Continue the passage below on Rome's War of the Allies, starting after its last sentence.

## TEXT TO READ
▬▬▬▬▬▬▬▬▬▬
Although the Italic tribes had been long subdued by Rome by 100 BC, the Romans still stood on shaky ground with many of their neighbors. Indeed, in the beginning of the 1st Century BC, their Italic allies seceded from the Roman Republic and declared that they were now an independent country—"Italia". To further drive home the point that this Italic confederation had no love for their Roman overlords, some of the coins that they minted showed the Italic bull using its horns to gore the Roman wolf. Of course, the Romans would never let such an affront go unpunished, and thus the so-called "War of the Allies" (Bellum Socii) commenced, a bloody and savage civil war that lasted for three years. In the end, the Italic confederation was crushed and the Romans emerged victorious.
▬▬▬▬▬▬▬▬▬▬
## EXTRACTED RECORDS
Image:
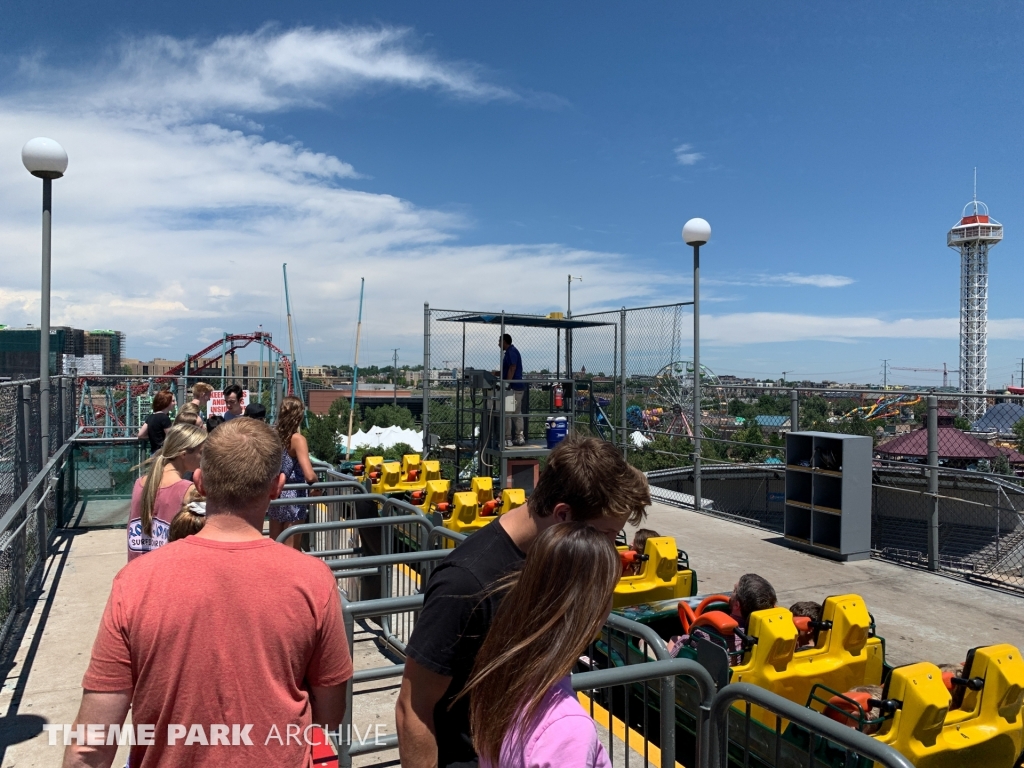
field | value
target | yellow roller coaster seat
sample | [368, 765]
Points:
[659, 578]
[465, 516]
[483, 489]
[434, 493]
[411, 463]
[390, 478]
[846, 655]
[512, 498]
[985, 730]
[372, 464]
▬▬▬▬▬▬▬▬▬▬
## ANSWER TO THIS TASK
South of the Italics were the Greeks, who had become well-established in southern Italy and Sicily long before Rome emerged as a major power in Italy. Indeed, it can be argued that the most powerful of all the Greek city-states was neither Athens nor Sparta nor Corinth, but was Syracuse in Sicily. At first, Rome sought to ally with the Syracusans, but later declared war on them when the Romans felt strong enough to do so. In due time, the Romans would invade Greece itself.

By 600 BC, the Celts, who inhabited much of western Europe, began crossing the Alps into what is now northern Italy. By 500 BC, they occupied the entire Po River Valley, which led to the Romans calling all lands north of the Po River Gallia Cisalpina, or "Gaul on this side of the Alps", as opposed to Gallia Transalpina, "Gaul across the Alps". In the early 300s BC, the Celts attacked the city of Rome itself, which led to a long history of antipathy towards the northern peoples. This anti-northerner attitude that the Romans bore at first towards the Celts alone was later augmented both in intensity as well as the numbers of different people that this fear targeted when the Germans attacked in the last years of the 2nd Century BC, defeating several Roman armies sent against them before they were defeated in turn.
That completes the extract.